=== Records from a collection ===
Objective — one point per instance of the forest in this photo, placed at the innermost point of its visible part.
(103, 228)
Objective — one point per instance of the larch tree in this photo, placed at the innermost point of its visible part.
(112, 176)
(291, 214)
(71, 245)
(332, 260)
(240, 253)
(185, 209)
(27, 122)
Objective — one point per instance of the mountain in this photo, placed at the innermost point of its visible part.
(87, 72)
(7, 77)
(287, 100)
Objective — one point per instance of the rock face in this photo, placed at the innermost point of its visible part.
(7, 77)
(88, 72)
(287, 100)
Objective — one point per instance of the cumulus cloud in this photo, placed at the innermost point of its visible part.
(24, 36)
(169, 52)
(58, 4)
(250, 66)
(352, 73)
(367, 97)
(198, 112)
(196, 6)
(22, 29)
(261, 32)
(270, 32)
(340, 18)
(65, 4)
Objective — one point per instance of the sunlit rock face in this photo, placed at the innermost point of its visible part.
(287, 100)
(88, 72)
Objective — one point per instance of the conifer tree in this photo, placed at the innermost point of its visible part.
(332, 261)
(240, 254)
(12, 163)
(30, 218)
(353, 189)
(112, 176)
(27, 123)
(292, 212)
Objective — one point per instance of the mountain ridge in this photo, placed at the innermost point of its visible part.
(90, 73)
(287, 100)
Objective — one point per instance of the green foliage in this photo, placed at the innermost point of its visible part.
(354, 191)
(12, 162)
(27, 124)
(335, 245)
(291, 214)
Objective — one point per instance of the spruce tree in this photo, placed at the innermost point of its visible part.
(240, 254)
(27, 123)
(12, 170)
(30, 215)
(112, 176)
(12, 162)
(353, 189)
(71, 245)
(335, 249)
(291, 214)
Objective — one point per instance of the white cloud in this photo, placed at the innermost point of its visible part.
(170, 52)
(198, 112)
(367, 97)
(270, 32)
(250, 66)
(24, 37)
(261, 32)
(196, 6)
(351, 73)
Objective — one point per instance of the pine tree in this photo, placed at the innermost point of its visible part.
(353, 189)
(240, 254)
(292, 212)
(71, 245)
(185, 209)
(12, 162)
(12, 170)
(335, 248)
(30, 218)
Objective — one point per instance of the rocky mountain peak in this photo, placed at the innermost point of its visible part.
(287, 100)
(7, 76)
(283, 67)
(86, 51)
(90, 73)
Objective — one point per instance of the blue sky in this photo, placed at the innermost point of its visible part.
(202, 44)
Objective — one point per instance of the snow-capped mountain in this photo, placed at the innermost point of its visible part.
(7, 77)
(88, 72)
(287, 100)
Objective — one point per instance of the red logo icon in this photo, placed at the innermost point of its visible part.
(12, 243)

=== To do ===
Transcribe all entries exactly as they are given.

=== Solved problem ===
Objective — one point per instance of the forest in this photo, placed at the innermost point of its visible part.
(103, 228)
Objective — one point per instance of the larch tree in this photo, placed at the innermost point of its visible part.
(112, 176)
(291, 214)
(71, 245)
(332, 260)
(240, 253)
(185, 209)
(27, 122)
Objective — one point per instance of the mountain in this photo, placed at the innermost point of its visible part.
(87, 72)
(7, 77)
(287, 100)
Objective — one point per instance of the rock face in this photo, placed at the innermost point of its visible part.
(7, 77)
(88, 72)
(287, 100)
Objective — one point per instance of the cumulus cloud in this photo, placed at the innermost point of its visible part.
(24, 36)
(169, 52)
(58, 4)
(250, 66)
(352, 73)
(367, 97)
(198, 112)
(196, 6)
(22, 29)
(261, 32)
(270, 32)
(340, 18)
(65, 4)
Objective — one point per instance of the sunlit rock face in this photo, placed at the innermost point of its visible part.
(287, 100)
(88, 72)
Objective — one point per instance of the conifer tree in this photo, placed at the innermost point of its visible part.
(332, 261)
(240, 254)
(12, 163)
(30, 218)
(353, 189)
(112, 176)
(27, 123)
(292, 212)
Objective — one point per instance of the mountain ridge in this photo, placed at the innermost point of its visible part.
(90, 73)
(287, 100)
Objective — one point per instance of the green foliage in this photo, placed at the innermost point of its visible part.
(354, 191)
(12, 162)
(27, 124)
(335, 245)
(291, 214)
Objective — one point per instance of the spruce tree in this photo, placed at the innermost point of its visible part.
(240, 254)
(27, 123)
(12, 170)
(30, 215)
(112, 176)
(12, 162)
(353, 189)
(71, 245)
(335, 249)
(291, 214)
Objective — one point per instance of the white cloud in this photo, placed at the innermost point of its visible part.
(170, 52)
(198, 112)
(367, 97)
(270, 32)
(250, 66)
(24, 37)
(261, 32)
(196, 6)
(351, 73)
Objective — one point per instance of the pine tree in this photo, placed at the innermost point of its visible part.
(353, 189)
(240, 254)
(292, 212)
(71, 245)
(185, 209)
(12, 162)
(12, 170)
(335, 248)
(30, 218)
Objective — one point per instance of the rocky mountain peak in this photo, placed at the innermost point of its visible part.
(287, 100)
(7, 76)
(283, 67)
(86, 51)
(90, 73)
Objective — one point per instance of the blue sky in this photo, placed at the innermost point of its visible part.
(202, 44)
Objective — one point per instance of the snow-capped mountain in this photo, placed at the innermost point of its visible part.
(7, 77)
(88, 72)
(287, 100)
Objective — one point per instance of the red logo icon in this photo, placed at the innermost point of its visible part.
(12, 243)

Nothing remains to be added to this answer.